┌─ Отрывок текста

По окончании суда Сократ сказал:

— Однако, афиняне, лица, подучившие свидетелей давать ложную присягу и лжесвидетельствовать против меня, и лица, слушавшиеся их, должны сознавать свое нечестие и несправедливость. А мне почему чувствовать себя униженным теперь больше, чем до осуждения, раз не доказана моя виновность ни в одном пункте обвинения? Не было обнаружено, что я приносил жертвы каким-либо новым богам вместо Зевса и Геры и других богов, связанных с ними, или что при клятве я называл других богов. А молодых людей как я могу развращать, когда я приучаю их к перенесению трудов и к экономии? Что же касается преступлений, которые караются смертной казнью,— святотатства, прорытия стен, похищения людей, государственной измены, то даже сами противники не говорят, что я в чем-нибудь из этого виновен. Таким образом, меня поражает, где вы усмотрели с моей стороны преступление, заслуживающее смертной казни. Но даже и несправедливый смертный приговор не заставит меня чувствовать себя униженным: он позорит не меня, а тех, кто постановил его. Утешает меня еще и Паламед, смерть которого похожа на мою: даже и теперь еще он вдохновляет поэтов на песнопения, гораздо более прекрасные, чем Одиссей, виновник его несправедливой казни. Точно также и мне, я уверен, засвидетельствует грядущее время, как свидетельствует прошедшее, что я никого никогда не обижал, никого не испортил, а, напротив, приносил пользу людям, ведшим со мною беседы, уча их бесплатно какому мог добру.

└─
┌─ Выдержки из данных

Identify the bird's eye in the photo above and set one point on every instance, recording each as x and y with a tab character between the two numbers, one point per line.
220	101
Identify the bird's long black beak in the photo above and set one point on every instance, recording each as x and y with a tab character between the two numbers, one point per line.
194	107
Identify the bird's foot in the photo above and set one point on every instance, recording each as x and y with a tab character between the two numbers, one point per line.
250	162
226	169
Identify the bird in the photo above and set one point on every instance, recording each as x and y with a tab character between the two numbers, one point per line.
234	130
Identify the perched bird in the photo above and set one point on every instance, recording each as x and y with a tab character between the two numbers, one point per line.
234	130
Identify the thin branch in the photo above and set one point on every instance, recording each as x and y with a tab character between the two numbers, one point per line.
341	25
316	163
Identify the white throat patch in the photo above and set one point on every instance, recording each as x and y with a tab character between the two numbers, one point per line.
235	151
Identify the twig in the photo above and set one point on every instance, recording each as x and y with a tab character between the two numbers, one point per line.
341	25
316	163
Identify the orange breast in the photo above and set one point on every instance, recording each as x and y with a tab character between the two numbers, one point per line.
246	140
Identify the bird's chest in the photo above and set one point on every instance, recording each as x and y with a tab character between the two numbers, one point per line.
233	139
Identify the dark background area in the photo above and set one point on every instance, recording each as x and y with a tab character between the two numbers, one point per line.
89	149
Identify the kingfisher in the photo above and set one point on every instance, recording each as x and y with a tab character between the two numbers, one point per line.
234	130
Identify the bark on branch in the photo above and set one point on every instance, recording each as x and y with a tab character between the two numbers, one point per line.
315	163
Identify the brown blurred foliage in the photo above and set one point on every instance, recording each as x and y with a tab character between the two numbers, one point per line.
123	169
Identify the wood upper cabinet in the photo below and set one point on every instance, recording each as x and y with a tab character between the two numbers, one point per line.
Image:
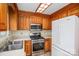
28	47
36	19
47	45
23	23
46	24
3	16
13	17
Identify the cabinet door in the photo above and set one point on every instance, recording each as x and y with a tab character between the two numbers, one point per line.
36	19
23	23
3	16
47	45
28	47
13	17
46	24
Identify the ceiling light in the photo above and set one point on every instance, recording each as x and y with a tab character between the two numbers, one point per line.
42	7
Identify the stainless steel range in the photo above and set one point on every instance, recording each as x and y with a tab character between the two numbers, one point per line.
37	44
37	39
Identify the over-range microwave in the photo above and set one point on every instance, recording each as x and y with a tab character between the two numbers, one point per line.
36	27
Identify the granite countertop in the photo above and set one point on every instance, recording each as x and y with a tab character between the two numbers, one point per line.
18	52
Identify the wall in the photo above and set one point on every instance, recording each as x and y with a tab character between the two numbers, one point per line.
26	18
71	9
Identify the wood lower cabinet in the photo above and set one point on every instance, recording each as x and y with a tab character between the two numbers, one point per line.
71	9
3	16
47	45
13	17
28	47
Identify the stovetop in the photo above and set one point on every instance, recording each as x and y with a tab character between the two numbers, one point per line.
36	37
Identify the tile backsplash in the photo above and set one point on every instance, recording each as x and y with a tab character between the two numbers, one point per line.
46	33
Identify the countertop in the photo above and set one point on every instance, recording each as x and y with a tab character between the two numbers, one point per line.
18	52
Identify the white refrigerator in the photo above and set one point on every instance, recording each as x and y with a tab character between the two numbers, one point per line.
65	36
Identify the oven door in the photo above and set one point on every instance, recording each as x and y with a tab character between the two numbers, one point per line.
38	46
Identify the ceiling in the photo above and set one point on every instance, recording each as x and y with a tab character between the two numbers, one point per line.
33	6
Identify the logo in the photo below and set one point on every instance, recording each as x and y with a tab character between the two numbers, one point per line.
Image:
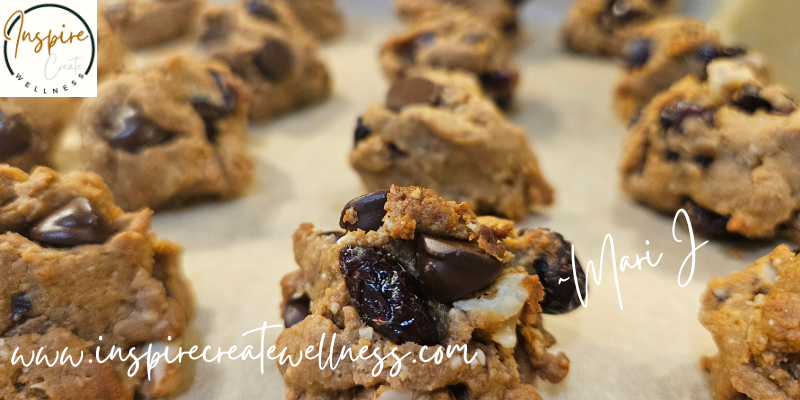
49	49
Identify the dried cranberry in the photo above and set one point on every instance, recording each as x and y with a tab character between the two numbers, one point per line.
388	298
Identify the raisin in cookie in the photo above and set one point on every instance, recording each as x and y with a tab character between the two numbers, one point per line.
501	14
723	148
665	51
168	134
320	17
410	270
146	23
111	54
439	131
602	27
454	40
752	316
81	274
268	49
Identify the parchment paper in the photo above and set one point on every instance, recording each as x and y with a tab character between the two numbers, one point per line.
236	252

└─

### Задание
Продолжите отрывок о речи Сократа после суда, начав со следующего предложения после последнего приведенного.

### Ответ
После этой речи он ушел; веселье выражалось, вполне соответственно тому, что он говорил, в его лице, осанке, походке. Заметив, что его спутники плачут, он сказал:

— Что это? Вы только теперь плачете? Разве не знаете, что с самого рождения я осужден природой на смерть? Да, если бы мне приходилось погибать безвременно, когда течет счастье, то, несомненно, надо бы было горевать мне и расположенным ко мне людям; если же я кончаю жизнь в ту пору, когда ожидаются в будущем разные невзгоды, то я думаю, что всем вам надо радоваться при виде моего счастья.

Присутствовавший при этом горячо преданный Сократу, но простодушный человек, некий Аполлодор, сказал:

— Но мне особенно тяжело, Сократ, что ты приговорен к смертной казни несправедливо.

Сократ, говорят, погладил его по голове и сказал:

— А тебе, дорогой мой Аполлодор, приятнее было бы видеть, что я приговорен справедливо, чем несправедливо? — И при этом он улыбнулся.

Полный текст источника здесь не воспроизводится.